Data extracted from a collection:
------------------------------------------------
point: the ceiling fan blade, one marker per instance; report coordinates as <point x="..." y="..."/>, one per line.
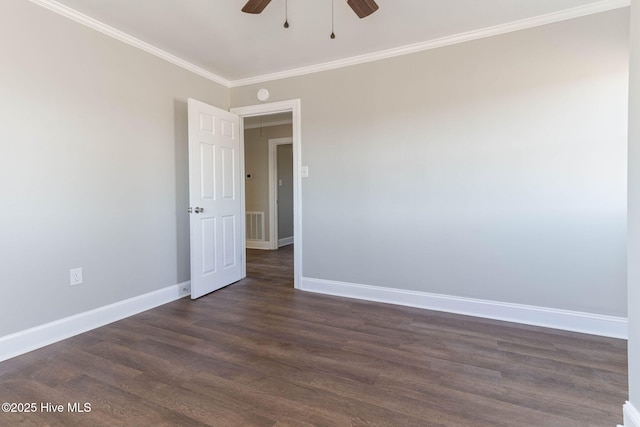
<point x="363" y="8"/>
<point x="255" y="6"/>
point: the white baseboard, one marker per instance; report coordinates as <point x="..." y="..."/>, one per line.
<point x="40" y="336"/>
<point x="631" y="415"/>
<point x="253" y="244"/>
<point x="595" y="324"/>
<point x="285" y="241"/>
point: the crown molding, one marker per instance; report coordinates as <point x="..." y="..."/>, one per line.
<point x="576" y="12"/>
<point x="564" y="15"/>
<point x="268" y="123"/>
<point x="87" y="21"/>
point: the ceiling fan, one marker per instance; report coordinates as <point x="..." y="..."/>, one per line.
<point x="362" y="8"/>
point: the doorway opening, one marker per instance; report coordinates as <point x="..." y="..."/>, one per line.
<point x="271" y="152"/>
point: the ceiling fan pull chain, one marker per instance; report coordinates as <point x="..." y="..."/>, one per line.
<point x="286" y="14"/>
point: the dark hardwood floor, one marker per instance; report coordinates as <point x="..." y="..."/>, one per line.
<point x="259" y="353"/>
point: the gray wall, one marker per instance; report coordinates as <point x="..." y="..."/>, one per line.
<point x="93" y="167"/>
<point x="634" y="209"/>
<point x="285" y="191"/>
<point x="256" y="162"/>
<point x="493" y="169"/>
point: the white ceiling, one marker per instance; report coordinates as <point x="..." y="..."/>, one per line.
<point x="217" y="37"/>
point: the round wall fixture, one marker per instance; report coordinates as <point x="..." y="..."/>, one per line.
<point x="263" y="94"/>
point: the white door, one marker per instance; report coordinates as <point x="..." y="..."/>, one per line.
<point x="214" y="198"/>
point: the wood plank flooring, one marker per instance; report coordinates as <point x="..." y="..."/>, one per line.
<point x="259" y="353"/>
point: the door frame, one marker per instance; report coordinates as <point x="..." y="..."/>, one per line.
<point x="292" y="106"/>
<point x="273" y="189"/>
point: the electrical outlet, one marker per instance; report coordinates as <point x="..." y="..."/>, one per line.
<point x="186" y="290"/>
<point x="75" y="276"/>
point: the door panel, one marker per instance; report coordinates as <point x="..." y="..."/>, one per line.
<point x="214" y="198"/>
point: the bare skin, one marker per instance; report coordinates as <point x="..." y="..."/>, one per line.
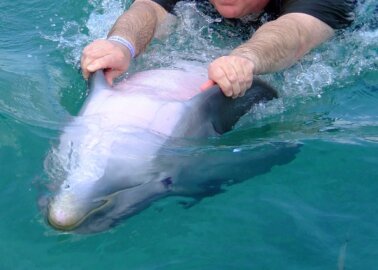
<point x="274" y="46"/>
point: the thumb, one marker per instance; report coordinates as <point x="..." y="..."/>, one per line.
<point x="206" y="85"/>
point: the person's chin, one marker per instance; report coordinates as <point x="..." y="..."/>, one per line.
<point x="230" y="12"/>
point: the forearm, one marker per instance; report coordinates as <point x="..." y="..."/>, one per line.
<point x="280" y="43"/>
<point x="139" y="23"/>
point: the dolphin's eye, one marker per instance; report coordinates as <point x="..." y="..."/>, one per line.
<point x="167" y="182"/>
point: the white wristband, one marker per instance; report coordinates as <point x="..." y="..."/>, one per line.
<point x="125" y="43"/>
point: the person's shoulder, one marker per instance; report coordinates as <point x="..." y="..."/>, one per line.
<point x="336" y="13"/>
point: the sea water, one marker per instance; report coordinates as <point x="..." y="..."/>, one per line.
<point x="317" y="211"/>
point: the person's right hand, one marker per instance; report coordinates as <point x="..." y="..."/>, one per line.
<point x="112" y="57"/>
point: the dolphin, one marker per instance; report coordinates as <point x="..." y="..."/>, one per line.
<point x="133" y="143"/>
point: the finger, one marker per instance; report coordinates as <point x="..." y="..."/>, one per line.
<point x="111" y="74"/>
<point x="101" y="63"/>
<point x="233" y="77"/>
<point x="218" y="75"/>
<point x="206" y="85"/>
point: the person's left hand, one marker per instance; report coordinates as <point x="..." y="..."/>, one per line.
<point x="233" y="74"/>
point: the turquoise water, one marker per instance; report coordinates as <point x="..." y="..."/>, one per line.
<point x="315" y="212"/>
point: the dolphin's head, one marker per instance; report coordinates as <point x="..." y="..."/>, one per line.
<point x="88" y="208"/>
<point x="100" y="188"/>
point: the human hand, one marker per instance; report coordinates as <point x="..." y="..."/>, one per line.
<point x="111" y="56"/>
<point x="233" y="74"/>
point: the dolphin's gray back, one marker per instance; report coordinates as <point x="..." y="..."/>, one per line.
<point x="211" y="112"/>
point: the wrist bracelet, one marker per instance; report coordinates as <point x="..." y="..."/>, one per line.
<point x="125" y="43"/>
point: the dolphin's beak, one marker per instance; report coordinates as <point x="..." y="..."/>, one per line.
<point x="66" y="213"/>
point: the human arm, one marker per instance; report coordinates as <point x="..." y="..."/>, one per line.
<point x="137" y="25"/>
<point x="275" y="45"/>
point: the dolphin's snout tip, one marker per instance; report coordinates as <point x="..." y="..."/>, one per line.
<point x="63" y="213"/>
<point x="61" y="220"/>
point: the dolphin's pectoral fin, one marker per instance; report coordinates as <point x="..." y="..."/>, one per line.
<point x="206" y="191"/>
<point x="223" y="112"/>
<point x="186" y="204"/>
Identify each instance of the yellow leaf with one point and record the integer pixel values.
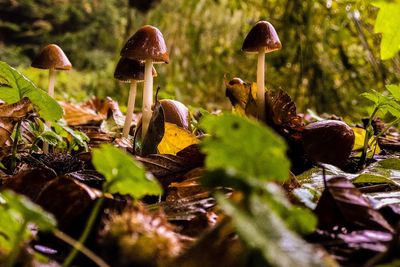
(175, 139)
(359, 134)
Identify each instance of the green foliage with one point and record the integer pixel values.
(123, 174)
(245, 147)
(388, 23)
(14, 86)
(263, 230)
(26, 210)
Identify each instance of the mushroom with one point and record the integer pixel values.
(52, 58)
(261, 39)
(147, 45)
(175, 112)
(132, 71)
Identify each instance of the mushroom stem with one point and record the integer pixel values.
(147, 96)
(131, 107)
(52, 81)
(260, 85)
(50, 91)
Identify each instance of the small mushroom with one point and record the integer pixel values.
(175, 112)
(132, 71)
(261, 39)
(51, 57)
(147, 45)
(328, 141)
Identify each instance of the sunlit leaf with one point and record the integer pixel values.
(15, 86)
(244, 146)
(123, 174)
(388, 23)
(29, 211)
(175, 139)
(359, 134)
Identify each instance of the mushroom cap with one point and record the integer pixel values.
(147, 43)
(130, 69)
(52, 57)
(262, 35)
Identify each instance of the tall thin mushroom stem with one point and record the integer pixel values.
(50, 91)
(147, 96)
(260, 85)
(131, 107)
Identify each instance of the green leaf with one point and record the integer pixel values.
(29, 211)
(14, 86)
(394, 90)
(388, 23)
(123, 174)
(245, 147)
(262, 230)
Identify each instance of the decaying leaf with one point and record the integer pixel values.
(281, 113)
(169, 168)
(343, 205)
(155, 132)
(175, 139)
(9, 115)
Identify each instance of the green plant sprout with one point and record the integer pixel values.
(254, 168)
(13, 87)
(383, 103)
(124, 176)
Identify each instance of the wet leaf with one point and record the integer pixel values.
(175, 139)
(17, 86)
(9, 115)
(245, 147)
(168, 168)
(123, 174)
(281, 113)
(343, 205)
(266, 232)
(29, 211)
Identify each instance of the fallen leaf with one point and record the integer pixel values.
(170, 168)
(343, 205)
(175, 139)
(155, 132)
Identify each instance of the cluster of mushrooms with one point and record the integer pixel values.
(147, 47)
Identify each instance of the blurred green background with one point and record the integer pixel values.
(330, 53)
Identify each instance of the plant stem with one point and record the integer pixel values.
(131, 107)
(367, 137)
(261, 85)
(147, 96)
(50, 91)
(89, 224)
(84, 250)
(15, 147)
(17, 243)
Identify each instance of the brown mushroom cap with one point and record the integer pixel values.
(147, 43)
(130, 69)
(52, 57)
(262, 35)
(328, 141)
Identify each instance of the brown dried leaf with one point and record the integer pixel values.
(10, 115)
(169, 168)
(343, 205)
(281, 113)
------------------------------------------------
Go through the entries above and write them out again exactly, images left behind.

point: the ceiling fan blade, one marker per instance; report coordinates as <point x="..." y="..."/>, one per line.
<point x="363" y="8"/>
<point x="255" y="6"/>
point: the white baseboard, one marker per instance; report coordinates as <point x="..." y="..."/>, one per line.
<point x="40" y="336"/>
<point x="631" y="415"/>
<point x="253" y="244"/>
<point x="595" y="324"/>
<point x="285" y="241"/>
point: the crown molding, one marker per instance; report coordinates as <point x="..." y="..."/>, one per line.
<point x="576" y="12"/>
<point x="564" y="15"/>
<point x="268" y="123"/>
<point x="87" y="21"/>
point: the ceiling fan, one marker per instance; report coordinates as <point x="..." y="..."/>, one per line.
<point x="362" y="8"/>
point: the doorway opening, one marker per instance; report coordinates as <point x="..." y="..."/>, one per line.
<point x="271" y="152"/>
point: the ceiling fan pull chain, one marker per instance; report coordinates as <point x="..." y="..."/>, one per line.
<point x="286" y="14"/>
point: the dark hardwood floor, one marker per instance; report coordinates as <point x="..." y="..."/>, one per line.
<point x="259" y="353"/>
point: the gray wall, one marker per instance; report coordinates as <point x="..." y="..."/>, one per line.
<point x="93" y="167"/>
<point x="634" y="209"/>
<point x="285" y="191"/>
<point x="256" y="162"/>
<point x="493" y="169"/>
point: the white ceiling, one marker per instance; report coordinates as <point x="..." y="..."/>, one per line.
<point x="217" y="37"/>
point: the round wall fixture, one marker per instance; report coordinates as <point x="..." y="..."/>, one per line.
<point x="263" y="94"/>
point: the white door, one marker per instance; report coordinates as <point x="..." y="..."/>, one per line.
<point x="214" y="198"/>
point: the wood plank flooring, one marker per instance; report coordinates as <point x="..." y="..."/>, one per line.
<point x="259" y="353"/>
point: the door frame, one marker per instance; report coordinates as <point x="..." y="..."/>, one per line.
<point x="292" y="106"/>
<point x="273" y="189"/>
point: the electrical outlet, one marker per instance; report coordinates as <point x="..." y="..."/>, one per line.
<point x="186" y="290"/>
<point x="75" y="276"/>
point: the door panel, one marker per instance; report coordinates as <point x="..." y="..."/>, one per line.
<point x="214" y="198"/>
point: the bare skin, one marker per instance; report coordinates as <point x="..." y="..."/>, one per line.
<point x="274" y="46"/>
point: the thumb, one marker per instance; report coordinates as <point x="..." y="..."/>, one per line.
<point x="206" y="85"/>
point: the person's chin, one marker per instance; report coordinates as <point x="..." y="..."/>, one per line.
<point x="230" y="12"/>
point: the forearm, one marker per instance; report coordinates as <point x="..." y="..."/>, one per line.
<point x="280" y="43"/>
<point x="139" y="23"/>
point: the dolphin's eye, one marker per instance; report coordinates as <point x="..." y="..."/>, one per line.
<point x="167" y="182"/>
point: the white wristband, one marker per instance; report coordinates as <point x="..." y="..."/>, one per line.
<point x="125" y="43"/>
point: the person's shoulder, one marker per instance; report coordinates as <point x="..." y="..."/>, one per line.
<point x="336" y="13"/>
point: the sea water, one marker per instance; report coordinates as <point x="..." y="..."/>, one per line.
<point x="317" y="211"/>
point: the person's right hand, one marker per instance; report coordinates as <point x="..." y="..."/>, one per line.
<point x="112" y="57"/>
point: the dolphin, one marker per instance; report coordinates as <point x="..." y="..."/>, one per line.
<point x="133" y="143"/>
point: the finger, one marker per instance; report coordinates as <point x="..." y="..."/>, one per line.
<point x="111" y="74"/>
<point x="101" y="63"/>
<point x="233" y="77"/>
<point x="218" y="75"/>
<point x="206" y="85"/>
point: the person's left hand, one marker per instance; report coordinates as <point x="..." y="..."/>, one per line.
<point x="233" y="74"/>
point: the turquoise water, one marker per instance; report coordinates as <point x="..." y="..."/>, one per line.
<point x="315" y="212"/>
point: the dolphin's head, one marker per instance; report coordinates as <point x="..." y="..."/>, one per line.
<point x="88" y="208"/>
<point x="100" y="188"/>
point: the human hand, one marker per instance; report coordinates as <point x="..." y="..."/>, one per line.
<point x="111" y="56"/>
<point x="233" y="74"/>
point: the dolphin's gray back, one marker per instance; report coordinates as <point x="..." y="..."/>, one per line.
<point x="211" y="112"/>
point: the wrist bracelet, one marker per instance; report coordinates as <point x="..." y="..."/>, one per line.
<point x="125" y="43"/>
point: the dolphin's beak, one marker per instance; report coordinates as <point x="..." y="..."/>, one per line.
<point x="66" y="213"/>
point: the human arm, one marker per instance; report coordinates as <point x="..." y="..."/>, one per line.
<point x="137" y="25"/>
<point x="275" y="45"/>
point: the dolphin's snout tip, one marker per instance; report coordinates as <point x="..." y="..."/>, one per line.
<point x="63" y="213"/>
<point x="61" y="220"/>
point: the dolphin's pectoral fin, one marker per instance; report coordinates as <point x="..." y="..."/>, one per line.
<point x="206" y="191"/>
<point x="223" y="112"/>
<point x="186" y="204"/>
Identify each instance of the yellow leaf with one point and record the integer pixel values.
(175, 139)
(359, 134)
Identify each instance of the green foliage with one point and record the integer pixel values.
(123, 174)
(245, 147)
(388, 23)
(14, 86)
(263, 230)
(26, 210)
Identify each instance of the mushroom with one point and record the integer pixel values.
(52, 58)
(261, 39)
(147, 45)
(175, 112)
(132, 71)
Identify each instance of the mushroom stem with one point and record the integer pixel values.
(147, 96)
(131, 107)
(52, 81)
(260, 85)
(50, 91)
Identify each instance of the small mushroom with one point and record the integer pixel values.
(175, 112)
(132, 71)
(261, 39)
(51, 57)
(147, 45)
(328, 141)
Identify each instance of the sunlit leaf with one point and record the integer pixel values.
(15, 86)
(244, 146)
(123, 174)
(388, 23)
(29, 211)
(175, 139)
(359, 134)
Identify each instance of the mushroom cap with one point and record the integer pixel values.
(147, 43)
(130, 69)
(52, 57)
(262, 35)
Identify each instance of the tall thin mushroom stem with one point and record the integer pixel values.
(50, 91)
(147, 96)
(260, 85)
(131, 107)
Identify each instance of the green leaf with one point and record the integer pixel values.
(29, 211)
(14, 86)
(394, 90)
(388, 23)
(123, 174)
(245, 147)
(262, 230)
Identify each instance of the decaying leaf with one point and record the integer pixel values.
(281, 113)
(169, 168)
(343, 205)
(155, 132)
(175, 139)
(9, 115)
Identify each instance of the green plant sprout with one point and record the integer pixel values.
(254, 168)
(13, 87)
(383, 103)
(124, 176)
Identify each instance of the wet leaf with one point and record the integer pixel values.
(175, 139)
(17, 86)
(9, 115)
(245, 147)
(168, 168)
(123, 174)
(281, 113)
(343, 205)
(266, 232)
(29, 211)
Identify each instance of the fallen leaf with one point and record the integer pixel values.
(170, 168)
(343, 205)
(175, 139)
(155, 132)
Identify each instance of the cluster of mushrooms with one point and record the integer pixel values.
(147, 47)
Identify each instance of the blurred green background with one point and record the integer pixel values.
(330, 53)
Identify each instance of the plant stem with one point and record the integer pixel values.
(131, 107)
(367, 137)
(261, 85)
(147, 96)
(50, 91)
(89, 224)
(84, 250)
(15, 147)
(17, 243)
Identify each instance of the brown mushroom cap with one point and record the integer pixel values.
(147, 43)
(130, 69)
(52, 57)
(262, 35)
(328, 141)
Identify each instance of the brown dried leaf with one point and record the integer pixel values.
(10, 115)
(169, 168)
(343, 205)
(281, 113)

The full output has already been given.